To do ->
1: Answer these from the passage on half-swing memory techniques:
(a) Which section introduces the half-swing pulse-mode gate?
(b) Where does much of the write-path power savings come from?
(c) What was built to demonstrate feasibility, and in which section is it described?
2: Write the next part of the passage on half-swing memory techniques, starting after its final line.

While these techniques have greatly reduced the power needed to read data from the memory, the write power and decoder power have not been reduced as quickly. The rest of the paper will show how using half-swing techniques can reduce this power. Section II introduces the half-swing pulsemode gate that combines level-conversion and logical AND functionality. Section III briefly reviews decoder design and shows how the new gate can be used to reduce decoder power while maintaining high performance. Section IV describes the write path in an SRAM and again shows how power can be saved by using half-swing signals. Much of the power savings comes from operating the bit lines from  $V_{dd}/2$  rather than  $V_{dd}$ . This section also discusses noise-margin issues for the memory cell. To demonstrate the feasibility of these techniques, a small prototype memory was built and is described in Section V. That section will also include a brief description of the on-chip samplers that were used to simplify measurement of on-chip waveforms.



Fig. 1. Half-swing pulse-mode AND gate.

Entries provided ->

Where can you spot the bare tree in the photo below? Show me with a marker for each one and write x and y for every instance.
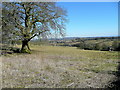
(30, 19)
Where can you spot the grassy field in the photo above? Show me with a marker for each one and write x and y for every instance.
(59, 67)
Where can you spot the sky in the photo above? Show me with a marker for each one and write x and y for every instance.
(91, 19)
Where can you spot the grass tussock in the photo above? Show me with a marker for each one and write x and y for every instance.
(57, 67)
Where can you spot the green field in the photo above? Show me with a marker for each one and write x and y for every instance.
(59, 67)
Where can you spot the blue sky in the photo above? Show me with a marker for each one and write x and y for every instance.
(91, 19)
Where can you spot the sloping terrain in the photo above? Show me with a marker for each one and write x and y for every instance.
(59, 67)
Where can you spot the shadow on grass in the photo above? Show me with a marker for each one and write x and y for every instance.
(9, 50)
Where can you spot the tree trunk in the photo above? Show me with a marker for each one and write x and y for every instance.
(25, 47)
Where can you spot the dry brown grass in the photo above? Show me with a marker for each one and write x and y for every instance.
(58, 67)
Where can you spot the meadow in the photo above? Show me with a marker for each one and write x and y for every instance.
(59, 67)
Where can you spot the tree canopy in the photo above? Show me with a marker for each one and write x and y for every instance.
(26, 20)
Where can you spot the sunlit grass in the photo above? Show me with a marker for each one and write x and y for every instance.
(56, 66)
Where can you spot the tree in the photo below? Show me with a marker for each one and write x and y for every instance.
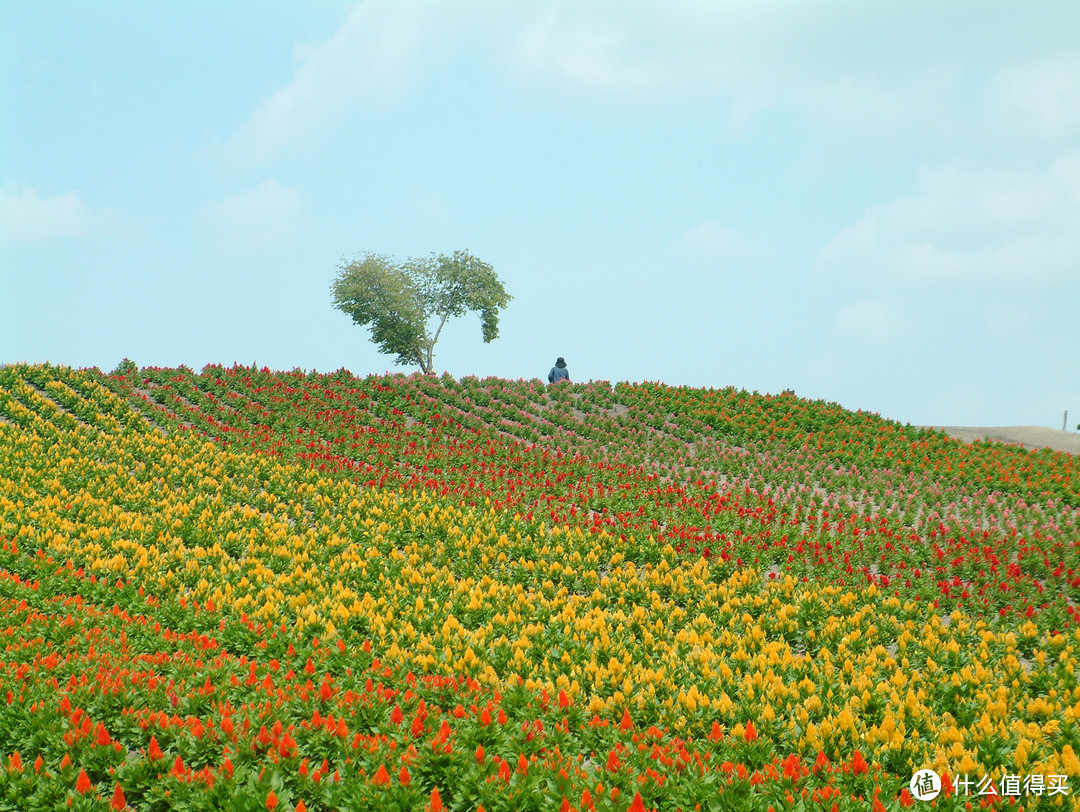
(407, 305)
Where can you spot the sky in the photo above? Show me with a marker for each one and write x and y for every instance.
(872, 203)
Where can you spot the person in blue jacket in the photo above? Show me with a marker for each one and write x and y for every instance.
(558, 373)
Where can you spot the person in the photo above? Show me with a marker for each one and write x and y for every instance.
(558, 373)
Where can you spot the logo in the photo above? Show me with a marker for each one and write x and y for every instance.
(926, 785)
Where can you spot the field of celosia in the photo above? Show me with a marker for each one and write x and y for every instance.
(248, 590)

Results in order ->
1:
(a) Section II.
(b) From operating the bit lines from Vdd/2 rather than Vdd.
(c) A small prototype memory, described in Section V.

2:
# II. A HALF-SWING PULSE-MODE GATE FAMILY

The typical disadvantage of using reduced swing signals is the need for level-conversion and/or reduced gate overdrive at the receiving gates [11]–[16], which causes a loss of performance. However, if positive half-swing (swinging from the rest state of  $V_{dd}/2$  to  $V_{dd}$  and back to  $V_{dd}/2$ ) and negative half-swing (swinging from the rest state of  $V_{dd}/2$  to Gnd and back to  $V_{dd}/2$ ) pulses are combined with the receivergate logic style shown in Fig. 1, all of the forward transition driving transistors see a full gate overdrive, and the effect of the low swing inputs on the receiver performance is negligible. Combined with self-resetting techniques, this provides an interesting opportunity to use a half-swing pulsed signalling scheme. We assume the existence of a  $V_{dd}/2$  supply voltage, whose generation is discussed in Section V.

The gate in Fig. 1 merges the voltage-level conversion (from half-swing to full-swing) [17] with a logical AND operation. It performs the logical AND of two positive pulse signals and one negative pulse signal (asserted when the signal is at Gnd). Its structure is similar to a standard two-input static-CMOS NAND gate using low- $V_t$  PMOS and high- $V_t$  NMOS, except that there is a third input that is sent to the source of the lower NMOS transistor. The two gate-input signals are positive pulses, while the source-input signal is a negative pulse.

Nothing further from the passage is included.